### Directive
Rewrite all of the material below, putting "all instances" in place of every occurrence of "every instance" and changing nothing else. Leave the pictures out of your version.
↓↓↓
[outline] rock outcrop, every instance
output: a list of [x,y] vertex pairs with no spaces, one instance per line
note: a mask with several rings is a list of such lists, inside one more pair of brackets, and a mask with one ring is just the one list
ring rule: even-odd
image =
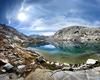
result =
[[[28,37],[24,34],[12,27],[0,24],[0,80],[100,79],[98,75],[100,74],[100,62],[97,60],[90,59],[87,61],[88,64],[79,66],[49,62],[35,51],[20,45],[27,40]],[[94,62],[91,64],[91,61]],[[66,75],[68,77],[64,77]]]
[[73,42],[100,42],[100,29],[83,26],[70,26],[57,31],[54,40]]

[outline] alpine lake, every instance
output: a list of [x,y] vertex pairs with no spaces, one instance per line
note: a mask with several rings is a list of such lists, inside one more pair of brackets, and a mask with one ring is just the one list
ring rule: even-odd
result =
[[87,59],[100,60],[100,43],[58,41],[46,45],[30,44],[28,48],[40,53],[48,61],[81,64]]

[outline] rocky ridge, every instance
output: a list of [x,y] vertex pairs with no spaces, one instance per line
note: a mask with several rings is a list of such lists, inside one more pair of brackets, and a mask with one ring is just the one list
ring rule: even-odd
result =
[[94,42],[100,41],[100,28],[69,26],[57,31],[53,39],[56,41]]
[[[97,60],[92,60],[94,63],[89,60],[85,64],[49,62],[37,52],[22,47],[20,44],[26,40],[28,40],[27,36],[12,27],[0,24],[0,80],[42,80],[42,78],[36,79],[30,74],[32,72],[32,74],[38,75],[38,68],[40,71],[47,69],[47,71],[53,73],[56,70],[80,71],[93,69],[94,67],[98,67],[97,71],[99,71],[100,62]],[[43,76],[42,73],[40,74]],[[49,78],[47,77],[47,79]]]

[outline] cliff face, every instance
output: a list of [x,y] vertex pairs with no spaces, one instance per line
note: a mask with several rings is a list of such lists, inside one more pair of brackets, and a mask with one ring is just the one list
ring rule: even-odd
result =
[[70,26],[56,32],[53,38],[57,41],[100,41],[100,29],[83,26]]
[[20,45],[26,40],[27,36],[12,27],[0,25],[0,74],[12,72],[12,69],[16,73],[18,66],[25,67],[34,62],[37,54]]

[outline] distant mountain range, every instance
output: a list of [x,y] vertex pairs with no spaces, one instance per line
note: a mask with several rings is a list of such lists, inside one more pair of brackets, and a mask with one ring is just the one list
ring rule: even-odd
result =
↑↑↑
### Output below
[outline] rock outcrop, all instances
output: a list of [x,y] vertex pairs with no spaces, one instance per line
note: a mask with several rings is a list of such lists, inside one more pair of brackets, and a mask with one ring is just the one list
ring rule: even-odd
image =
result =
[[[28,37],[24,34],[12,27],[0,24],[0,80],[100,79],[98,75],[100,74],[100,62],[97,60],[90,59],[87,61],[88,64],[79,66],[49,62],[35,51],[20,45],[27,40]],[[94,62],[91,64],[91,61]],[[66,75],[68,77],[64,77]]]
[[73,42],[100,42],[100,29],[83,26],[70,26],[57,31],[54,40]]

[outline] alpine lake, all instances
output: a list of [x,y] vertex pairs with no spaces, one instance per line
note: a mask with several rings is a list of such lists, inside one more pair of brackets, and a mask with one ring is just the one list
ring rule: even-odd
result =
[[87,59],[100,60],[100,43],[58,41],[46,45],[30,44],[28,48],[40,53],[48,61],[81,64]]

[outline] rocky ridge, all instances
output: a list of [x,y] vertex pairs with no spaces, one instance per line
note: a mask with several rings is a list of such lists, inside one more pair of brackets, and a mask with one ring is just the one list
ring rule: even-odd
result =
[[94,42],[100,41],[100,28],[69,26],[57,31],[53,39],[56,41]]
[[[97,60],[92,60],[94,63],[89,60],[85,64],[49,62],[37,52],[22,47],[20,44],[26,40],[28,40],[27,36],[12,27],[0,24],[0,80],[42,80],[42,78],[36,79],[30,74],[32,72],[32,74],[38,75],[38,68],[40,71],[47,69],[47,71],[53,73],[56,70],[80,71],[93,69],[94,67],[98,67],[97,71],[99,71],[100,62]],[[43,76],[42,73],[40,74]],[[49,78],[47,77],[47,79]]]

[outline] cliff face, all instances
output: a list of [x,y] vertex pairs with no spaces, one instance per line
note: a mask with several rings is a list of such lists, inside one more pair of brackets, and a mask with one ring is just the one list
ring rule: even-odd
result =
[[70,26],[56,32],[53,38],[57,41],[100,41],[100,29],[83,26]]
[[20,45],[26,40],[27,36],[12,27],[0,25],[0,74],[12,72],[12,69],[16,73],[18,66],[25,67],[34,62],[37,54]]

[outline] distant mountain range, all instances
output: a list of [x,y] vertex pairs with no spaces, one instance per line
note: a mask with several rings is a list of such lists, inside one more pair of brackets, and a mask with one ring is just the one list
ring rule: even-odd
result =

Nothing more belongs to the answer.